Fuzzy-String Search: Find misspelled information with T-SQL

  • I would absolutely start with "cleaning" up data, followed by exact search on the cleaned version, followed by a double metaphone implementation, since that simply generates one or two possible values for any given input string - if you choose, you can save (and index) these - once generated, they're purely 1-3 equality lookups, which can be indexed.

    Pure T-SQL Double Metaphone implementation:

    http://www.sqlservercentral.com/scripts/Miscellaneous/30219/[/url]

    Following double metaphone, if you must get into CROSS JOIN type compares of string A against string B, for names (and addresses) I prefer to go to Jaro-Winkler; being used by the U.S. Census is a significant reference.

    Pure T-SQL Jaro-Winkler implementation:

    http://www.sqlservercentral.com/articles/Fuzzy+Match/65702/[/url]

  • @jobudzin, I love Confio Ignite, but I quickly realized the pain of naming many SQL statements legibly... and then re-naming them, without duplication, when they were recompiled. A completely manual process in their standard product unfortunately.

    So I started putting "--Ignite" followed by a short legible text near the beginning of each SQL statement of interest, and "--Ignite" followed by a version number near the beginning of each SQL procedure. This made the manual process more of a cut and paste.

    Finally, with some help from Confio Support, I came up with a SQL script that I can run after each recompile, to automatically name all the hashes according to those comments.

    If you are interested, I shall post it on SSC.

    @Nadrek, excellent references when dealing with names. But I needed something more "exact" for VIN matching.

Supplied data:
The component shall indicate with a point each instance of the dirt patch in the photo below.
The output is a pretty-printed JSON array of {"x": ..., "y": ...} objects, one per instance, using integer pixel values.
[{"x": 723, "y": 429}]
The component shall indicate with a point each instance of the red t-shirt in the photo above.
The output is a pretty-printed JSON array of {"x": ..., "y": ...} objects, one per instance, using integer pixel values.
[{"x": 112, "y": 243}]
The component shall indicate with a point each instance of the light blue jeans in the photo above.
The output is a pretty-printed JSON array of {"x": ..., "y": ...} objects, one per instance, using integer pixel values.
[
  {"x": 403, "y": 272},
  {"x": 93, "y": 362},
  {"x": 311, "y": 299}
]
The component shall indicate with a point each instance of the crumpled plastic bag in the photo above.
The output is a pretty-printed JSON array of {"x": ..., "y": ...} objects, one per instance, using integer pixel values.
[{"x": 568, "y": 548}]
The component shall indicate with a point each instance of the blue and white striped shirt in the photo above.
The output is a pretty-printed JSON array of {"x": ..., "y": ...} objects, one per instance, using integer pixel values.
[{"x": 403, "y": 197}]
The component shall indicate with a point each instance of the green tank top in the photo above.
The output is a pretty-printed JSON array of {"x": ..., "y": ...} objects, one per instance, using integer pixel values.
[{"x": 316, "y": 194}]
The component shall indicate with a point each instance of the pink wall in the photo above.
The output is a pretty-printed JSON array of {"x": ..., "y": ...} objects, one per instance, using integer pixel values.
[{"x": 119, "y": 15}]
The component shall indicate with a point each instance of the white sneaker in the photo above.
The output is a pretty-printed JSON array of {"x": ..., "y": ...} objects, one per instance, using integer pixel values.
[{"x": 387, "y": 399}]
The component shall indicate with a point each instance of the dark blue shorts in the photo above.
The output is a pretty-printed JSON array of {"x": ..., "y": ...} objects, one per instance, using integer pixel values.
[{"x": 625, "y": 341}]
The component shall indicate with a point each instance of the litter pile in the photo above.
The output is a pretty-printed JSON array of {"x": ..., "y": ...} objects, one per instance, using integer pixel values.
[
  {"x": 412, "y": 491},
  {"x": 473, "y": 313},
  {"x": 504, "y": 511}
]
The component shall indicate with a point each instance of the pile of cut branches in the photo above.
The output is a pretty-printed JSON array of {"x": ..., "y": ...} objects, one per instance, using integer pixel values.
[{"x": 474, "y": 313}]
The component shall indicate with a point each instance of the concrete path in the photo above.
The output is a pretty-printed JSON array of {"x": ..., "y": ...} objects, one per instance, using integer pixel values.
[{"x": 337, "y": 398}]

What you will do:
1) In the fuzzy-string search thread, whose use of Jaro-Winkler is given as a significant reference?
2) From the fuzzy-string search thread, return the passage starting at "Following double metaphone, if" and ending at "cut and paste.".
Work only from the fuzzy-string search thread, not the entries.

Solved tasks:
1) The U.S. Census.

2)
Following double metaphone, if you must get into CROSS JOIN type compares of string A against string B, for names (and addresses) I prefer to go to Jaro-Winkler; being used by the U.S. Census is a significant reference.

    Pure T-SQL Jaro-Winkler implementation:

    http://www.sqlservercentral.com/articles/Fuzzy+Match/65702/[/url]

  • @jobudzin, I love Confio Ignite, but I quickly realized the pain of naming many SQL statements legibly... and then re-naming them, without duplication, when they were recompiled. A completely manual process in their standard product unfortunately.

    So I started putting "--Ignite" followed by a short legible text near the beginning of each SQL statement of interest, and "--Ignite" followed by a version number near the beginning of each SQL procedure. This made the manual process more of a cut and paste.